Source material.

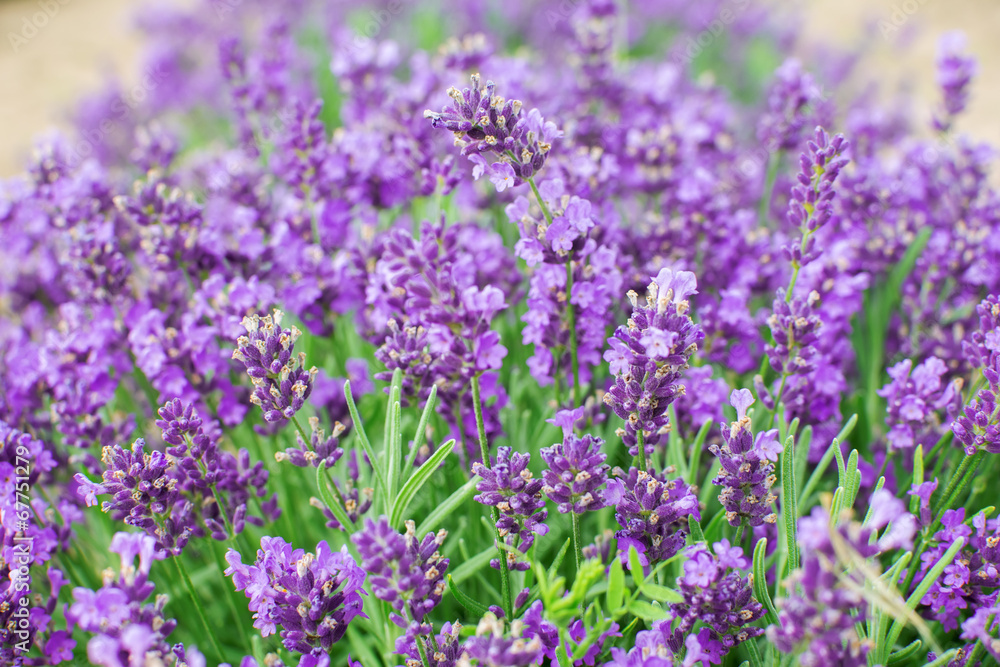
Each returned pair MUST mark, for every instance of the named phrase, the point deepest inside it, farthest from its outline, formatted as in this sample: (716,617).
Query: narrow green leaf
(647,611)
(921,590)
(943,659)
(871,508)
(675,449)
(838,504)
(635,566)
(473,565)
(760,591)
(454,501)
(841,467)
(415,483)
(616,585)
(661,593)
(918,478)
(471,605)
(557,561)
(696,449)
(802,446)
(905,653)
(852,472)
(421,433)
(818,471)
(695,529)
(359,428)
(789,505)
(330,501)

---

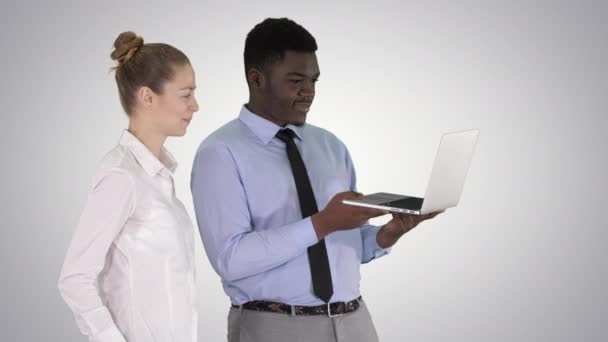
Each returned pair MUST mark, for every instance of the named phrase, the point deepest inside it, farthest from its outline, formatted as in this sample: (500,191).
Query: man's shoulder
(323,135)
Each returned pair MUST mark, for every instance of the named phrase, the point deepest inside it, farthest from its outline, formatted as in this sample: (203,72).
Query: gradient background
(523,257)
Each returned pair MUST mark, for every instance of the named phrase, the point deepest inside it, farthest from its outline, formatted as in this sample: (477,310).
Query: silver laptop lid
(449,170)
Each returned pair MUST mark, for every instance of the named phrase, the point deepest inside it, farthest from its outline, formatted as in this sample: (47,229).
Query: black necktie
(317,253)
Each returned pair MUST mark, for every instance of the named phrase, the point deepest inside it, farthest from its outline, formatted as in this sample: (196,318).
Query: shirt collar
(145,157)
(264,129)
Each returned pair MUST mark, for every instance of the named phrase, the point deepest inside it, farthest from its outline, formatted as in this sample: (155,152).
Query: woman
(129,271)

Aim. Pick out each line of the items above that contains the string "phrase". Matches are case-sensitive.

Final result.
Each returned pair MUST mark, for every instance of the named phrase, the point deepest inside it, farthest from its outline, formatted as in this sample: (716,617).
Each returned pair MUST mark, for every instance of the named phrase, the point deepest inside it, farthest from its outline, formatted as in this sample: (500,191).
Each returned pair MUST mark, for every instance of the named phrase, the point deepest inside it, farthest from its outline, formatted as in this sample: (203,72).
Each returned pair MUST mark, for every instance of the named phrase, the point deepest inside it, farthest from its outline, formatted as in this sample: (477,310).
Each returned pair MUST mark, for every instance of the named phrase, the point deepest inside it, farthest from its outline, formatted as in this sample: (47,229).
Each returned pair MUST mark, for every instance of the named phrase, the point deepest inside it, farthest from its outline, formatted as in this sample: (196,318).
Each returned pair MUST mark, for every instance of the named phrase, the point deepest inside it, farthest from its outline, formatted as in this sample: (155,152).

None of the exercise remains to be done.